-- start --

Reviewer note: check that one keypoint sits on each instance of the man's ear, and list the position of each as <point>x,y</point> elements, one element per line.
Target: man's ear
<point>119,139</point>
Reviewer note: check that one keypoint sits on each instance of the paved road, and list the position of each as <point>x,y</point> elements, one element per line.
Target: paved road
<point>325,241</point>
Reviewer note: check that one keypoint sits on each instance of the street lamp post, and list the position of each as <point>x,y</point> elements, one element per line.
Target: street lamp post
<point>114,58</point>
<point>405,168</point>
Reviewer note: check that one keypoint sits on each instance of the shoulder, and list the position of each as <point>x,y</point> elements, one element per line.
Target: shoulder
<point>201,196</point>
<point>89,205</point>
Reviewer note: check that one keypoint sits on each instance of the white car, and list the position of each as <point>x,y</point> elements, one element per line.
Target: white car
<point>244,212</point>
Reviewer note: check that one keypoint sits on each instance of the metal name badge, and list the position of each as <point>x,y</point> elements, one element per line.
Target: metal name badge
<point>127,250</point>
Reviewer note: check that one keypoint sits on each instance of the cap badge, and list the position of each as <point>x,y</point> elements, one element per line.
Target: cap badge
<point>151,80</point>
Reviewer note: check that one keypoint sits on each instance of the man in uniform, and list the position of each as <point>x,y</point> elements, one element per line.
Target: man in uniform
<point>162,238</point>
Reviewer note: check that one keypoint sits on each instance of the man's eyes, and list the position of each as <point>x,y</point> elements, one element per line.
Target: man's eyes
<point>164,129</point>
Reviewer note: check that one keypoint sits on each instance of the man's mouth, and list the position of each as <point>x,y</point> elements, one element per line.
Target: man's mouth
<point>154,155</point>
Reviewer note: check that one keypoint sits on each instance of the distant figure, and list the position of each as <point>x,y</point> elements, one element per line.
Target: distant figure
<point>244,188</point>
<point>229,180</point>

-- end --

What is needed: Rewrite the listing above with "keypoint" replaced by "marker" everywhere, keeping everything else the same.

Task answer:
Reviewer note: check that one marker sits on each instance of the man's ear, and list the position of each as <point>x,y</point> elements, one element per line.
Target: man's ear
<point>119,139</point>
Reviewer note: check that one marker sits on each instance of the paved road, and list the position of each as <point>x,y</point> elements, one element per line.
Target: paved road
<point>325,241</point>
Reviewer note: check that one marker sits on each instance of the street lamp post, and list the position of each as <point>x,y</point> elements, one element per line.
Target: street lamp post
<point>114,58</point>
<point>405,168</point>
Reviewer note: check that one marker sits on each instance of the shoulder, and list the position of each as <point>x,y</point> elements, one element per line.
Target: shoulder
<point>201,196</point>
<point>89,205</point>
Reviewer note: check that one marker sits on each instance of the white car, and list the position of each as <point>x,y</point> elements, one element per line.
Target: white car
<point>244,212</point>
Reviewer note: check that one marker sits on each instance of the metal name badge, and list the position of each as <point>x,y</point> elements, one element per line.
Target: metal name badge
<point>127,250</point>
Reviewer note: check that one marker sits on each instance of the cap badge, and list the position of each as <point>x,y</point> elements, one element per line.
Target: cap badge
<point>151,80</point>
Reviewer note: check that one marker sits on each instance of the man in uniform, and list the position of each as <point>x,y</point> elements, one element per line.
Target: man in uniform
<point>162,238</point>
Reviewer note: check that one marker sits on each instance of the man's eyes, and list the position of each as <point>x,y</point> elements, one element per line.
Target: man's eyes
<point>164,129</point>
Reviewer note: check that one marker sits on each instance of the man's mouth, and list the position of each as <point>x,y</point> elements, one element per line.
Target: man's mouth
<point>154,155</point>
Reviewer note: check that one marker sits on each instance of the distant figure, and list the position of each as <point>x,y</point> elements, one element per line.
Target: distant figure
<point>244,188</point>
<point>229,180</point>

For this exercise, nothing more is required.